--- Begin Supplied data ---
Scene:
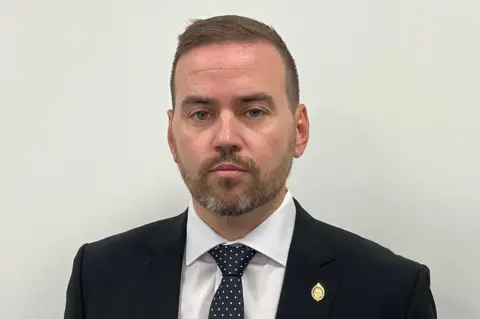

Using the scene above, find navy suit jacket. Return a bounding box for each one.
[64,200,437,319]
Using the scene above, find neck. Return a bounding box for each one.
[193,187,287,241]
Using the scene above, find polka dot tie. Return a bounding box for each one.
[208,245,256,319]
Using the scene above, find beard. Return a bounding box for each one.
[174,134,296,216]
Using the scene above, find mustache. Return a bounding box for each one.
[200,151,259,175]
--- End Supplied data ---
(What the task asks): Rewrite the material above as a numbered list with the blank lines dropped, and omit the pictures.

(Solution to this task):
1. Scene:
2. Using the scene above, find navy suit jacket. Return a bounding box for each one.
3. [64,200,437,319]
4. Using the scene above, find neck. Return a bounding box for each one.
5. [193,187,287,241]
6. Using the scene above, find polka dot tie. Return a bounding box for each one.
7. [208,245,256,319]
8. Using the scene above, find beard. Return a bounding box for each one.
9. [174,134,296,216]
10. Using the scene above, find mustache. Return a bounding box for each one.
11. [200,151,259,175]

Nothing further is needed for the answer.